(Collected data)
========================================================================

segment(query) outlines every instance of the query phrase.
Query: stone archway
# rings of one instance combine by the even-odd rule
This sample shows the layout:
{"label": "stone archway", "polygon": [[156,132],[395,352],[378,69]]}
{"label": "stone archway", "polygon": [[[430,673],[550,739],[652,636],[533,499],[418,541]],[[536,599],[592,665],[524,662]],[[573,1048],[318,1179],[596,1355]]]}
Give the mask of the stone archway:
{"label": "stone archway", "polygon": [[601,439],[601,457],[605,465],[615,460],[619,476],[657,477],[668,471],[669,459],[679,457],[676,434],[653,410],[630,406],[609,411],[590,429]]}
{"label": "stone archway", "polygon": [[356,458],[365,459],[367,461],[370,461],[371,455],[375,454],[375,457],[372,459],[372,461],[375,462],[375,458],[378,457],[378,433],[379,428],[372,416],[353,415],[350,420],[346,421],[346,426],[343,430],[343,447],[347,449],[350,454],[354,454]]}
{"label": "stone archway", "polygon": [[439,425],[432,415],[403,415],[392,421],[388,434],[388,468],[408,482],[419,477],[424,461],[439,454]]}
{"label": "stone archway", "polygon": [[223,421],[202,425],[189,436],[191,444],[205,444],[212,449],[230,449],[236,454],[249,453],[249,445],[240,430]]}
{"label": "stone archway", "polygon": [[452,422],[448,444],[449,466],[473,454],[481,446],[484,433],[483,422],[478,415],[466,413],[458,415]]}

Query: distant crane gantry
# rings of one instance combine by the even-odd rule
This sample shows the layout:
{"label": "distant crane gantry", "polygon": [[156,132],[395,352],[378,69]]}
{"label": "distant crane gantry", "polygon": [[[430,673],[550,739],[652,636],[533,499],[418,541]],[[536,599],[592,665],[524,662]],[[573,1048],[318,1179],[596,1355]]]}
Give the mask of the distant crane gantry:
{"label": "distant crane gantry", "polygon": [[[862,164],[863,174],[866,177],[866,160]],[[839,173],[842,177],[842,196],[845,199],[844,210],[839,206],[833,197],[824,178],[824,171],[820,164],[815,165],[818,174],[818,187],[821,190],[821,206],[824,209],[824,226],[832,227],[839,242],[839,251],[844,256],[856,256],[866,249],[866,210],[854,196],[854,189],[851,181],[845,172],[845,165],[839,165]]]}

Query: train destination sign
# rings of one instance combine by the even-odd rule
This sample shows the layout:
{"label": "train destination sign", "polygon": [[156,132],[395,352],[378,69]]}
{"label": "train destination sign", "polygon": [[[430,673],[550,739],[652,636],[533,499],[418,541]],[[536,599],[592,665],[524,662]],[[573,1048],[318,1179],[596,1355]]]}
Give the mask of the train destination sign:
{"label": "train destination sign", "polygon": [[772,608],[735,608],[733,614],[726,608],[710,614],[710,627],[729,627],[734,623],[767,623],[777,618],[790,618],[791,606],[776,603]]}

========================================================================

[REQUIRED ACTION] Output the entire set of records exactly as shown.

[WORKED SOLUTION]
segment(query) outlines every instance of the query phrase.
Query: stone archway
# rings of one instance combine by the even-odd rule
This sample shows the layout:
{"label": "stone archway", "polygon": [[156,132],[395,352],[378,69]]}
{"label": "stone archway", "polygon": [[[430,673],[550,739],[652,636],[533,499],[418,541]],[[536,599],[592,665],[524,662]],[[573,1048],[318,1179],[596,1355]]]}
Give the mask of the stone archway:
{"label": "stone archway", "polygon": [[601,439],[601,457],[605,465],[615,460],[619,476],[657,477],[668,471],[669,459],[679,457],[676,434],[653,410],[630,406],[609,411],[590,429]]}
{"label": "stone archway", "polygon": [[356,458],[365,459],[367,461],[370,461],[371,455],[375,454],[375,457],[372,459],[372,461],[375,462],[375,458],[378,457],[378,433],[379,428],[372,416],[353,415],[350,420],[346,421],[346,426],[343,430],[343,447],[347,449],[350,454],[354,454]]}
{"label": "stone archway", "polygon": [[439,425],[432,415],[403,415],[392,421],[388,434],[388,468],[408,482],[419,477],[424,461],[439,454]]}
{"label": "stone archway", "polygon": [[223,421],[202,425],[189,436],[191,444],[205,444],[212,449],[230,449],[236,454],[249,453],[249,445],[240,430]]}
{"label": "stone archway", "polygon": [[452,422],[448,444],[449,466],[473,454],[481,446],[484,433],[483,422],[478,415],[466,413],[458,415]]}

Query: distant crane gantry
# rings of one instance combine by the even-odd rule
This sample shows the layout:
{"label": "distant crane gantry", "polygon": [[156,132],[395,352],[378,69]]}
{"label": "distant crane gantry", "polygon": [[[430,673],[550,739],[652,636],[533,499],[418,541]],[[536,599],[592,665],[524,662]],[[573,1048],[318,1179],[596,1355]]]}
Give the mask of the distant crane gantry:
{"label": "distant crane gantry", "polygon": [[[862,164],[863,174],[866,177],[866,160]],[[839,173],[842,177],[842,196],[845,199],[844,210],[839,206],[833,197],[824,178],[824,171],[820,164],[815,165],[818,174],[818,187],[821,190],[821,206],[824,209],[824,226],[832,227],[839,242],[839,251],[844,256],[856,256],[866,249],[866,210],[854,196],[854,189],[851,181],[845,172],[845,165],[839,165]]]}

Query: train destination sign
# rings of one instance combine by the even-odd rule
This sample shows the layout:
{"label": "train destination sign", "polygon": [[156,132],[395,352],[378,69]]}
{"label": "train destination sign", "polygon": [[[430,673],[550,739],[652,636],[533,499],[418,541]],[[536,599],[592,665],[524,662]],[[573,1048],[318,1179],[596,1355]]]}
Give the mask of the train destination sign:
{"label": "train destination sign", "polygon": [[772,608],[735,608],[733,614],[726,608],[710,614],[710,627],[729,627],[734,623],[767,623],[777,618],[790,618],[791,606],[776,603]]}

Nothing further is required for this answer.